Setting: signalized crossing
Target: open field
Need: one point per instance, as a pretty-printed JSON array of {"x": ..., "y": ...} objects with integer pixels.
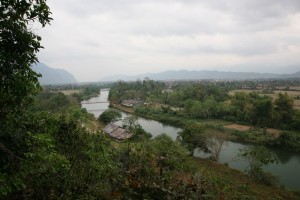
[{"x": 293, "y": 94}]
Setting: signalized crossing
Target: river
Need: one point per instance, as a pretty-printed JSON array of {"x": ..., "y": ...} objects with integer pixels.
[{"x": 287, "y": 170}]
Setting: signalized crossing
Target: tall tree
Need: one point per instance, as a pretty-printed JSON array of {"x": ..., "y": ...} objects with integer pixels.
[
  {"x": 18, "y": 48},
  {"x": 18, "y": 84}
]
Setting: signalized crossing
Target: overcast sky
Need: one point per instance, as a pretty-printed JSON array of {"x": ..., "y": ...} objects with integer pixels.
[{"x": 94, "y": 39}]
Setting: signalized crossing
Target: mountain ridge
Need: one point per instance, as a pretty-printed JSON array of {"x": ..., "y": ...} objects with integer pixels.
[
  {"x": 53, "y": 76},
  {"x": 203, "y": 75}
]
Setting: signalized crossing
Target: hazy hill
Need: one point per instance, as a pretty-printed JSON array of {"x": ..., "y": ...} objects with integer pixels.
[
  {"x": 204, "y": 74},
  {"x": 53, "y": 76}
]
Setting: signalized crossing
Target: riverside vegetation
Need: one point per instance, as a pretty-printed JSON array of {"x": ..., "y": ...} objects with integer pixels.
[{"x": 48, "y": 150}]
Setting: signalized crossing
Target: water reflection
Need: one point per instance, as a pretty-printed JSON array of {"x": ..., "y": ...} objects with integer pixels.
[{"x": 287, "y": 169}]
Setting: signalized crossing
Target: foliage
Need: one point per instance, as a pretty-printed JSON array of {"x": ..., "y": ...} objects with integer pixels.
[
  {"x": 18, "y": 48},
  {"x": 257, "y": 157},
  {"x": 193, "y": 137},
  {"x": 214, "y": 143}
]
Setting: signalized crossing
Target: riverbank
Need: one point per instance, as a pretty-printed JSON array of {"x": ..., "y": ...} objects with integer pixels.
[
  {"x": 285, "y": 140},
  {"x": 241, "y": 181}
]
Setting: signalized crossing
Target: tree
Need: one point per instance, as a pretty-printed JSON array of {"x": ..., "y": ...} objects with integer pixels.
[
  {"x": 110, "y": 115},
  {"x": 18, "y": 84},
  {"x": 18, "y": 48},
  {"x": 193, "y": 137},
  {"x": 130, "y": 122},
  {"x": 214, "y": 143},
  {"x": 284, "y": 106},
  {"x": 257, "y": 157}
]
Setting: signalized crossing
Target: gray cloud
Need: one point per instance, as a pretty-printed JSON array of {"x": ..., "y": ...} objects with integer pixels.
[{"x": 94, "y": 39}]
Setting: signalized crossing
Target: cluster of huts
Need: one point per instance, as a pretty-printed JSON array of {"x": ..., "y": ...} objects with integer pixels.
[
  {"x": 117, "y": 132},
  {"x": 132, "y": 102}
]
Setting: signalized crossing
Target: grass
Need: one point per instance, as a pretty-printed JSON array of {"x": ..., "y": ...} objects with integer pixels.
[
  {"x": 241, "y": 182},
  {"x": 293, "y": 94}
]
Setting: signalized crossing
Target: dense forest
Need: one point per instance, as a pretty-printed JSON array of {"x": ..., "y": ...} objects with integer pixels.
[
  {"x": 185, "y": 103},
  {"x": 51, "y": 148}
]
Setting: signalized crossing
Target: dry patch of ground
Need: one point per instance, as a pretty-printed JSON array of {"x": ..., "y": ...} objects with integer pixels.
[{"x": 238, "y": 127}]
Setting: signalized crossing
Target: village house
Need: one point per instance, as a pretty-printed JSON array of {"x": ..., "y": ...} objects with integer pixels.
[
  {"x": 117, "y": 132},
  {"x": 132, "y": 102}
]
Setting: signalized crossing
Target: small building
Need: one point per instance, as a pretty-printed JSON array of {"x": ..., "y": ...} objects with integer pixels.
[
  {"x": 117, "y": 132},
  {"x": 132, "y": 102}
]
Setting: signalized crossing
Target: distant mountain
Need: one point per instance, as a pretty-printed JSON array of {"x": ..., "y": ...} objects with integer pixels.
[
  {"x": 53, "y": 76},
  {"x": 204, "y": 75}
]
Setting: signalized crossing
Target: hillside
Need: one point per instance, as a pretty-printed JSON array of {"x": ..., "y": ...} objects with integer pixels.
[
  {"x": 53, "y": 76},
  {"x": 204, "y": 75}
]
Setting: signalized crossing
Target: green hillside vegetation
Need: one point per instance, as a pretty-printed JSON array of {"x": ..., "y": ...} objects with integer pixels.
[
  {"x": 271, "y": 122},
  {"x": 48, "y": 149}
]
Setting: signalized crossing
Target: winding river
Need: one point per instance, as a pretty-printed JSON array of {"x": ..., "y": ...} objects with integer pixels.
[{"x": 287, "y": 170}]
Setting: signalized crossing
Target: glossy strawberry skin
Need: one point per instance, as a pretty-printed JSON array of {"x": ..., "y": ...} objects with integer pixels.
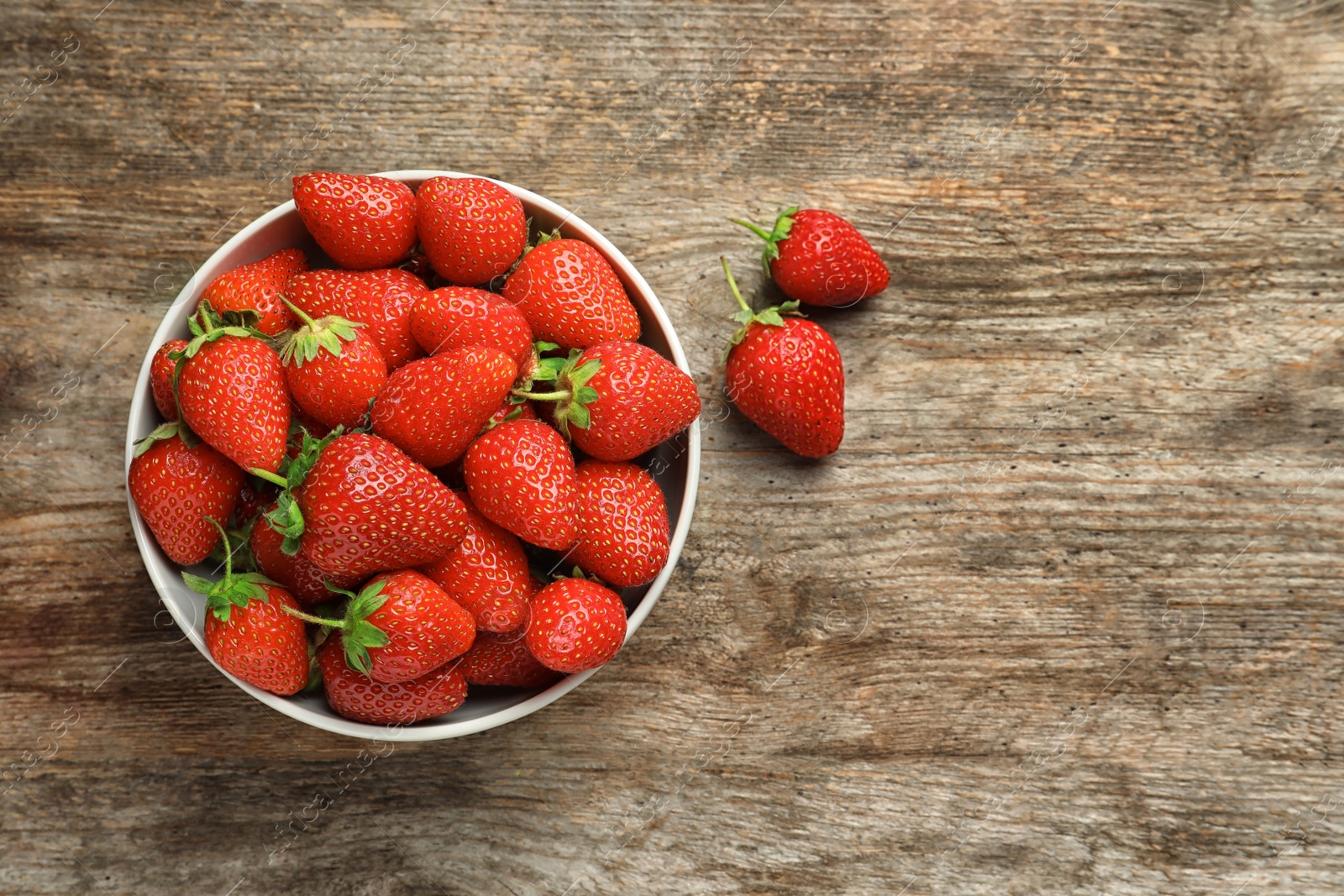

▸ Instructions for the task
Return the records verbatim, minus pictures.

▸ Answer for this exercise
Setting: signalized crossing
Target: open field
Need: one point per instance, as a pretty-printed JSON array of {"x": ..., "y": ...} objects with integer pixels.
[{"x": 293, "y": 94}]
Setting: signalized crossing
Target: river
Need: one point per instance, as a pretty-printed JSON array of {"x": ..., "y": ...} objects with integer pixels.
[{"x": 287, "y": 170}]
Setting: signalized crossing
Target: tall tree
Need: one point per instance, as a pretty-printed JSON array of {"x": ..., "y": ...} objects with integer pixels.
[
  {"x": 18, "y": 48},
  {"x": 18, "y": 84}
]
Setting: signalized crossing
Target: overcast sky
Need: one point per instance, as a pretty-printed JSON array of {"x": ..., "y": ...} objects with integer pixels.
[{"x": 94, "y": 39}]
Setting: signalized crossing
Target: mountain ridge
Need: one point per instance, as a pretty-printed JSON array of {"x": ..., "y": ...} objects with integer pixels.
[
  {"x": 53, "y": 76},
  {"x": 203, "y": 75}
]
Setting: signalized crossing
Target: hazy hill
Need: one point per instance, as a pretty-printed JSON array of {"x": ..., "y": ...} objects with integer pixels.
[
  {"x": 204, "y": 74},
  {"x": 53, "y": 76}
]
Setting: signalized crossing
Target: riverside vegetation
Need: one point per instance, as a pretty-printed JSON array of {"x": ..., "y": ...} objects with integer pixels.
[{"x": 48, "y": 150}]
Setting: signalized crossing
Target: water reflection
Need: one point per instance, as a pretty-printed JSON array of {"x": ..., "y": ...} objects with integer pixels.
[{"x": 287, "y": 169}]
Setting: signalized crossing
Target: foliage
Need: one point per instance, as a pretty-printed JSON array of {"x": ..., "y": ...} objects with integer pixels.
[
  {"x": 18, "y": 48},
  {"x": 257, "y": 157},
  {"x": 193, "y": 137},
  {"x": 214, "y": 143}
]
Setting: signalized crossing
Target: riverbank
Need: one point per instance, as a pretty-printed JSON array of {"x": ..., "y": ...} objects with integer pixels.
[
  {"x": 285, "y": 140},
  {"x": 241, "y": 181}
]
Setting: signalized crossing
Target: tree
Need: one point per instance, as a pretty-printed JSON array of {"x": ..., "y": ...} objects with integer pixels.
[
  {"x": 110, "y": 115},
  {"x": 18, "y": 84},
  {"x": 18, "y": 48},
  {"x": 193, "y": 137},
  {"x": 130, "y": 122},
  {"x": 214, "y": 143},
  {"x": 284, "y": 106},
  {"x": 257, "y": 157}
]
Setting: signalized crossing
Target: gray cloud
Need: one point per instance, as a pretty-printed JSON array of {"x": ..., "y": ...} objects with integer pixels.
[{"x": 94, "y": 39}]
Setting: signalized crossing
Target: cluster of huts
Need: one point per instance, as a pretty-printed JSON array of {"x": ..., "y": ...} objects with integer pixels.
[
  {"x": 117, "y": 132},
  {"x": 132, "y": 102}
]
Setting: signalized crossing
Target: grass
Need: one point per instance, as a pretty-printed JSON array of {"x": ..., "y": ...} objects with integer pixels.
[
  {"x": 241, "y": 182},
  {"x": 293, "y": 94}
]
Setting: signalized crossing
Target: dense forest
Need: one point per instance, as a pretty-printed JSON array of {"x": ..., "y": ...} objects with integer pixels.
[
  {"x": 185, "y": 103},
  {"x": 51, "y": 148}
]
Setting: signalized crossing
Target: dry patch of ground
Need: one point per instance, as a pretty-printed JSON array of {"x": ..., "y": ...} objects with integer pixels.
[{"x": 238, "y": 127}]
Setting: signalized crossing
Target: village house
Need: one point per instance, as a pretty-printed JSON array of {"x": ..., "y": ...} objects with integer pixels.
[
  {"x": 117, "y": 132},
  {"x": 132, "y": 102}
]
Setting: signalized crossing
Target: small building
Need: one point per instance, as a pretty-printed JSON array of {"x": ..., "y": ...} objects with integer pixels.
[
  {"x": 117, "y": 132},
  {"x": 132, "y": 102}
]
Setting: signalized crossing
Target: distant mountain
Need: one point per instance, as a pretty-printed JSON array of {"x": ..., "y": ...} objects with integer pixels.
[
  {"x": 53, "y": 76},
  {"x": 204, "y": 75}
]
Setting: signalized crossing
Target: hillside
Need: one point per instance, as a pretty-printed JSON array of {"x": ..., "y": ...} objects with integer pixels.
[
  {"x": 53, "y": 76},
  {"x": 204, "y": 75}
]
Setting: signalized crossing
Target: green hillside vegetation
Need: one point per instance, as a pretty-printed JSON array of {"x": ..., "y": ...} objects with integer pixels.
[
  {"x": 271, "y": 122},
  {"x": 48, "y": 149}
]
Setting: signalized crossing
Target: winding river
Need: one point per instance, as a pretty-printed JSON array of {"x": ..., "y": ...} objects with integer pixels.
[{"x": 287, "y": 170}]
Setting: signalized crossing
Target: glossy strawberry skin
Need: one point per instance, as a pretty-printed JSON array of {"x": ..., "y": ...} objects with integer pixels.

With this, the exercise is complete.